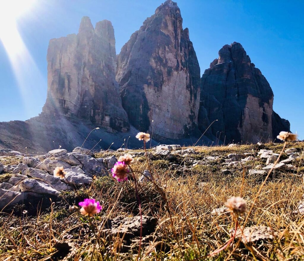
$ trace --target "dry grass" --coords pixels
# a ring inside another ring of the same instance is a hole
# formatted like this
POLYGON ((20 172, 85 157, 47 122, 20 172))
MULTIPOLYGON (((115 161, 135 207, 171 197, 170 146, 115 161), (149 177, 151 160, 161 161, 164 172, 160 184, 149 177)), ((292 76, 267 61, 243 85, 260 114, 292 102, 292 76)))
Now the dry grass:
MULTIPOLYGON (((282 144, 269 144, 267 148, 279 152, 282 144)), ((302 150, 304 143, 288 143, 287 148, 302 150)), ((71 214, 69 205, 77 204, 84 198, 92 197, 103 202, 103 209, 95 216, 93 222, 100 227, 105 218, 139 215, 133 182, 118 183, 110 177, 98 178, 90 189, 82 188, 63 193, 61 203, 54 203, 51 210, 36 216, 3 214, 0 215, 0 260, 301 260, 304 259, 304 215, 296 214, 299 201, 303 199, 304 158, 295 164, 295 174, 278 172, 267 181, 249 216, 246 226, 270 226, 278 233, 272 241, 245 245, 234 240, 233 244, 212 257, 210 253, 223 246, 230 238, 232 228, 230 214, 212 215, 211 212, 222 207, 233 196, 243 197, 251 206, 260 188, 261 179, 248 176, 247 168, 259 164, 257 160, 244 168, 233 171, 230 175, 221 172, 219 165, 229 153, 251 152, 257 150, 255 145, 196 147, 199 153, 192 157, 202 158, 206 155, 221 158, 208 166, 196 166, 189 169, 188 159, 178 157, 175 163, 184 167, 177 171, 169 161, 150 161, 154 178, 168 198, 169 214, 164 207, 165 200, 159 189, 151 183, 142 184, 138 189, 143 215, 158 220, 154 240, 150 247, 142 251, 138 257, 136 251, 122 253, 119 241, 107 241, 96 246, 96 237, 90 231, 87 219, 77 213, 71 214), (202 182, 205 182, 202 184, 202 182), (74 254, 54 246, 54 239, 60 243, 73 245, 74 254), (71 257, 72 256, 72 257, 71 257)), ((112 156, 105 153, 97 156, 112 156)), ((118 155, 118 154, 116 154, 118 155)), ((120 153, 121 154, 121 153, 120 153)), ((284 158, 286 155, 283 154, 284 158)), ((148 168, 142 159, 135 161, 133 169, 142 172, 148 168)), ((136 175, 139 177, 139 172, 136 175)), ((26 209, 23 206, 21 213, 26 209)), ((242 226, 246 217, 242 214, 238 222, 242 226)))

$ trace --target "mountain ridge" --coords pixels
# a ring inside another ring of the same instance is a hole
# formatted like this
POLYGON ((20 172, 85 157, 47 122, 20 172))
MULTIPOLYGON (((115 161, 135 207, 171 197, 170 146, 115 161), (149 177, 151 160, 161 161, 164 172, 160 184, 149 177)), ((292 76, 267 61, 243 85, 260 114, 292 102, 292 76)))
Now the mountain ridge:
MULTIPOLYGON (((97 127, 108 140, 97 149, 107 148, 112 139, 119 148, 139 131, 152 134, 153 144, 188 145, 216 120, 202 144, 265 141, 290 131, 289 122, 273 111, 269 83, 240 44, 224 45, 201 76, 189 30, 171 0, 117 56, 115 43, 110 21, 94 28, 85 16, 78 34, 50 40, 43 112, 25 122, 0 123, 0 147, 48 151, 61 140, 72 149, 97 127)), ((93 137, 88 148, 102 139, 93 137)))

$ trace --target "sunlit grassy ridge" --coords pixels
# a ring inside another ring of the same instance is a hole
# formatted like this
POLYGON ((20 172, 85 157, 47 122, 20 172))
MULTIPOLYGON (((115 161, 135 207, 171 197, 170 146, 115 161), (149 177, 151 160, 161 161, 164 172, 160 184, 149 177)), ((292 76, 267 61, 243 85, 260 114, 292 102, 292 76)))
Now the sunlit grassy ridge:
MULTIPOLYGON (((279 153, 283 144, 270 143, 265 146, 267 149, 279 153)), ((302 151, 304 143, 287 143, 286 148, 292 147, 302 151)), ((139 256, 136 249, 123 253, 118 238, 108 240, 103 237, 102 233, 98 236, 102 243, 96 247, 96 235, 90 229, 87 219, 68 210, 69 205, 77 205, 85 198, 91 197, 99 200, 102 202, 103 209, 93 218, 93 222, 100 229, 103 228, 102 224, 106 219, 139 215, 134 183, 119 183, 108 177, 97 178, 90 188, 63 193, 51 210, 38 213, 36 216, 28 216, 26 214, 1 214, 0 260, 304 259, 304 215, 294 212, 299 202, 303 199, 302 152, 302 156, 292 163, 296 171, 292 173, 273 172, 246 225, 271 228, 276 232, 274 239, 246 246, 235 239, 233 245, 210 257, 208 255, 223 246, 230 238, 230 231, 232 228, 229 213, 216 215, 211 214, 212 211, 223 207, 227 200, 233 196, 243 198, 250 208, 262 179, 249 177, 248 171, 261 163, 264 165, 265 162, 257 157, 254 161, 247 162, 239 167, 228 168, 221 164, 230 153, 258 151, 256 145, 193 147, 197 154, 185 157, 176 155, 173 160, 155 158, 149 161, 154 178, 166 195, 171 217, 164 207, 164 198, 155 186, 150 182, 140 184, 138 190, 142 214, 155 217, 158 221, 153 239, 148 246, 142 248, 139 256), (220 157, 208 165, 192 167, 193 159, 215 155, 220 157), (172 162, 180 167, 173 168, 172 162), (221 171, 224 168, 228 168, 231 174, 223 174, 221 171), (55 246, 55 239, 60 243, 68 243, 71 249, 65 253, 64 248, 55 246)), ((149 152, 152 151, 148 150, 149 152)), ((95 156, 105 158, 114 155, 118 157, 123 153, 102 152, 95 156)), ((148 164, 141 155, 134 158, 132 168, 139 177, 148 169, 148 164)), ((287 158, 284 153, 282 158, 287 158)), ((11 160, 14 162, 13 158, 0 159, 2 162, 11 160)), ((4 180, 2 176, 0 178, 4 180)), ((26 206, 20 207, 20 212, 26 208, 26 206)), ((246 217, 246 214, 239 217, 241 226, 246 217)))

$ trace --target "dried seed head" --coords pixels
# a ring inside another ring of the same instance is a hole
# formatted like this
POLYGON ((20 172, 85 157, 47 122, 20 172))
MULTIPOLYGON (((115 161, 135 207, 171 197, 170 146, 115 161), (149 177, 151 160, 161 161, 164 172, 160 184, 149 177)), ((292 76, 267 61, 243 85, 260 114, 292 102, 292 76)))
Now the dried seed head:
POLYGON ((128 179, 129 170, 128 165, 124 161, 116 162, 111 171, 113 178, 117 179, 118 181, 123 181, 128 179))
POLYGON ((233 197, 229 198, 225 205, 234 212, 244 213, 246 212, 247 203, 240 197, 233 197))
POLYGON ((54 176, 61 179, 64 178, 67 173, 63 170, 63 167, 57 167, 54 170, 54 176))
POLYGON ((293 141, 298 140, 298 134, 287 131, 281 131, 277 138, 286 141, 293 141))
POLYGON ((150 134, 144 132, 139 132, 135 136, 140 141, 144 140, 146 142, 150 140, 150 134))
POLYGON ((127 165, 130 165, 133 161, 133 157, 131 154, 125 154, 123 156, 120 156, 118 158, 118 161, 124 162, 127 165))

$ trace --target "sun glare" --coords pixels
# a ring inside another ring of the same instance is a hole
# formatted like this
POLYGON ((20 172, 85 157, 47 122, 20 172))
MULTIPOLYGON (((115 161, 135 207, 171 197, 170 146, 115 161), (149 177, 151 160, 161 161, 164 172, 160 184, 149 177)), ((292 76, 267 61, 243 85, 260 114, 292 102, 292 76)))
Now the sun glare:
POLYGON ((9 0, 0 3, 0 42, 9 59, 25 109, 27 111, 31 106, 28 86, 32 83, 35 84, 33 81, 35 77, 42 81, 43 77, 19 33, 18 25, 21 22, 19 19, 31 17, 30 12, 36 2, 9 0))

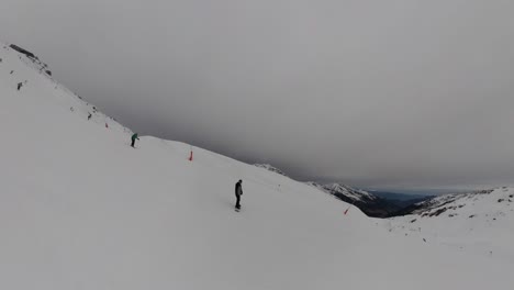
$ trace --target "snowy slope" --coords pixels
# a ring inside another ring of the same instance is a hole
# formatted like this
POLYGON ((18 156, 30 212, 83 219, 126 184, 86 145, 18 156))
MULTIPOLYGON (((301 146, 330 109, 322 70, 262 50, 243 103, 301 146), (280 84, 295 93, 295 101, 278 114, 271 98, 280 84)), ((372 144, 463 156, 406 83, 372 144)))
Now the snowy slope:
POLYGON ((393 233, 514 263, 514 188, 437 197, 386 224, 393 233))
POLYGON ((254 164, 254 166, 266 169, 271 172, 282 175, 282 176, 287 176, 282 170, 278 169, 277 167, 271 166, 270 164, 254 164))
POLYGON ((514 282, 512 263, 391 235, 358 210, 344 215, 345 203, 261 168, 200 148, 189 161, 189 145, 149 136, 133 149, 128 130, 99 112, 88 121, 92 107, 26 57, 0 48, 0 58, 1 289, 514 282))
POLYGON ((320 185, 312 181, 306 182, 306 185, 357 207, 368 216, 387 217, 401 209, 386 199, 349 186, 339 183, 320 185))

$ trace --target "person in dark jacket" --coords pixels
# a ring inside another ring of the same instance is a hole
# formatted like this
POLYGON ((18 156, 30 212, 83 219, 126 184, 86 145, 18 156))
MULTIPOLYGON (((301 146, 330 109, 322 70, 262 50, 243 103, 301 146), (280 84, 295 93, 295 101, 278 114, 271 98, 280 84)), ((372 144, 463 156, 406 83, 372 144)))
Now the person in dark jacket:
POLYGON ((236 183, 235 193, 236 193, 236 209, 241 209, 241 196, 243 196, 243 180, 239 179, 236 183))
POLYGON ((137 137, 137 133, 134 133, 134 135, 132 135, 132 145, 131 145, 133 148, 135 148, 134 145, 135 145, 136 140, 139 140, 139 137, 137 137))

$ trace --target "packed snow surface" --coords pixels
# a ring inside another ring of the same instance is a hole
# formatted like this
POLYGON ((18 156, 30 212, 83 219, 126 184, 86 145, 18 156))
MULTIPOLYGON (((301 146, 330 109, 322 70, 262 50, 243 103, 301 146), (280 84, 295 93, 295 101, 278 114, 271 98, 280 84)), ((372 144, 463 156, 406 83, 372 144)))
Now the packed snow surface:
POLYGON ((7 46, 0 58, 0 289, 514 285, 512 260, 391 234, 281 175, 197 147, 190 161, 190 145, 149 136, 132 148, 31 59, 7 46))

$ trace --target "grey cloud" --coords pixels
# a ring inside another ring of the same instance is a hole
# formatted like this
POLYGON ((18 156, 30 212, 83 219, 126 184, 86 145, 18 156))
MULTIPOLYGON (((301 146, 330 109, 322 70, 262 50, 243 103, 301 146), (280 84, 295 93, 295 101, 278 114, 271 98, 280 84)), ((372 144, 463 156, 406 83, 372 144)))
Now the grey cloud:
POLYGON ((3 3, 3 41, 143 134, 301 179, 514 183, 512 1, 3 3))

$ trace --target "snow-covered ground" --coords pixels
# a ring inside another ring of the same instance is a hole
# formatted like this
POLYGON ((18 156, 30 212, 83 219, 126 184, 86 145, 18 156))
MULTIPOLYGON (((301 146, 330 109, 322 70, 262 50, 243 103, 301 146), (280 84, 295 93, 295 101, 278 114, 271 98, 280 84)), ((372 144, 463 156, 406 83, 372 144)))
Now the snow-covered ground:
POLYGON ((346 203, 281 175, 197 147, 189 161, 188 144, 150 136, 131 148, 130 130, 1 47, 0 289, 514 283, 512 260, 391 234, 356 208, 345 215, 346 203))
POLYGON ((392 233, 492 256, 514 269, 514 188, 442 196, 382 222, 392 233))

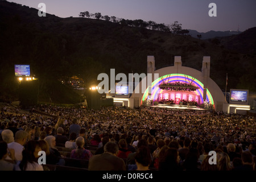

**TASK PROMPT:**
List each line above that contains the string "seed", treating uppercase and lowercase as different.

**OUTPUT BELOW:**
$ trace --target "dried seed head" --coords pixels
Now the dried seed head:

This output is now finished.